(抜粋テキスト)
# # # # # # #
なお毒性のなくなる撒布後の日数については天候(風雨)等により左右されるので明確な日数は示されていない。

(ニ)治療法

 大家畜にする試験は不明であるが,有機燐剤に対し結抗作用のある薬品はアトロピン,マグネシウム塩類である。
 人の場合毎時2−3rの硫酸アトロピンを筋肉内に注射して成功した報告もあるが,皮膚の洗滌,胃洗滌により未吸収の薬剤を早く取去ることが必要であるとされている。又リンゲル,葡萄糖の静注,酸素吸入等は他の中毒の場合と同様に有効であると言われている。小動物試験ではマウス,ラッテにつき体重s当り12rのアトピロンを皮下注射して一部回復した報告もあり,硫酸マグネシウムの効果も報告されているがこれらは緊急措置であって次いで整腸剤,解毒剤の投与が必要である。
# # # # # # #
(記載データ)
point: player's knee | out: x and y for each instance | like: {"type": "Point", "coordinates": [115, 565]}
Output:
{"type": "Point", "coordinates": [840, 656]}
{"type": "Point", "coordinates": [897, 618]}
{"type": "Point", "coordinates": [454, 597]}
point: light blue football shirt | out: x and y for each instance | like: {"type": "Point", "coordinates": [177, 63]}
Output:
# # # # # # #
(作業依頼) 抜粋テキストによると、撒布後に毒性がなくなるまでの日数が明確に示されていないのはなぜか。一文で説明せよ。

(問題の解答) その日数は天候(風雨)等によって左右されるため、明確な日数は示されていない。